Translate The Content in Your Local Language

Friday, 20 December 2013

People with intellectual disabilities often die earlier : NEW YORK


People with intellectual disabilities in the UK die of preventable causes more often than the general population, according to a new study. They also tend to die a decade or two earlier.


People with intellectual disabilities have below-average mental function, which could be due to a range of causes, and a lack of necessary skills for daily living, according to the National Institutes of Health. Intellectual disabilities are diagnosed before age 18 and affect up to three percent of people in the U.S.


"We know that a small number of people with intellectual disabilities will have life-limiting genetic conditions that result in them dying sooner than people without those conditions," Pauline Heslop said. She led the study at the Norah Fry Research Centre at the University of Bristol in the UK.


"We also know that people with Down's Syndrome are more likely to develop dementia at a younger age than people in the general population, and thus would die sooner with this condition," Heslop told Reuters Health.


But with good support, most people with intellectual disabilities should live as long as everyone else, she said.


She and her coauthors reviewed data on 247 people with intellectual disabilities who died in southwest England between 2010 and 2012.


Men in the study died at age 65, on average, 13 years earlier than the life expectancy for a man in the UK. Women with intellectual disabilities died at an average age of 63, 20 years earlier than women in general.


In the general population of England and Wales, 13 percent of deaths could feasibly have been prevented with better healthcare. That compares to 37 percent of deaths among people with intellectual disabilities, based on information from their death certificates.


The researchers also reviewed the deaths of 58 people without intellectual disabilities. They compared the circumstances leading to their deaths with information from 58 of the people with intellectual disabilities.


People with intellectual disabilities were more likely to depend on others for feeding or moving around. They were also more likely to live in inappropriate facilities, without access to a bathroom, for example.


Those factors, along with delays in diagnosis and treatment of health problems and difficulty adjusting care as needs changed with age, contributed to earlier deaths, the authors write in The Lancet.

WORK TASK:
In the article on early deaths among people with intellectual disabilities, condense the paragraph beginning "In the general population of England and Wales" into one shorter sentence that keeps both percentages.

RECORD SET:
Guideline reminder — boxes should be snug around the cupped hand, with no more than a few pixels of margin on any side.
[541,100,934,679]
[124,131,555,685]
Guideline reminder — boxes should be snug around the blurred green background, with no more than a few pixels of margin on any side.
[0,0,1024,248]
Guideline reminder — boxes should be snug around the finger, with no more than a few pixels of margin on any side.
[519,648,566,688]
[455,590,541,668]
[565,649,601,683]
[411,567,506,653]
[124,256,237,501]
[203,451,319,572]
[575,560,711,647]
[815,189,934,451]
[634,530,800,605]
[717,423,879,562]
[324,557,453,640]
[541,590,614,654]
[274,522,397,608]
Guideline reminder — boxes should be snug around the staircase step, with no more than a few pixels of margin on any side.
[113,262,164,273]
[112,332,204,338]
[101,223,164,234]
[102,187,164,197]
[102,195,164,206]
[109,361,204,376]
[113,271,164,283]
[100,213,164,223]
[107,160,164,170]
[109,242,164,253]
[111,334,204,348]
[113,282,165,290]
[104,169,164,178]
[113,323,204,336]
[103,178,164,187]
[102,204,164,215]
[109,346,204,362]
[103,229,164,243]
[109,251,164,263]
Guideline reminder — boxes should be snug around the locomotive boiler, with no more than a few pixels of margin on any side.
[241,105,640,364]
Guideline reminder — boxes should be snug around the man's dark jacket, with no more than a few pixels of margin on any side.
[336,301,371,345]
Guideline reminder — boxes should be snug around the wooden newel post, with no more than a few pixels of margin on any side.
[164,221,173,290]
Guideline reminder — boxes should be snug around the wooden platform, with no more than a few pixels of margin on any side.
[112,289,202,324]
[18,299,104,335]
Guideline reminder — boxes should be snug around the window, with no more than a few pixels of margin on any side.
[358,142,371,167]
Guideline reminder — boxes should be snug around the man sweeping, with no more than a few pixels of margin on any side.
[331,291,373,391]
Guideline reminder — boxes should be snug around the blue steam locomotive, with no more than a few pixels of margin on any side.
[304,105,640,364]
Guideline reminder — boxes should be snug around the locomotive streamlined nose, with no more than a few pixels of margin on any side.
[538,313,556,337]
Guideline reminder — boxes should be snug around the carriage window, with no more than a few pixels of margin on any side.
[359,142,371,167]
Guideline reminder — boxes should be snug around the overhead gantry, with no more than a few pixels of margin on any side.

COMPLETED TASK:
According to death certificates, better healthcare could feasibly have prevented 37 percent of deaths among people with intellectual disabilities, compared with 13 percent in the general population of England and Wales.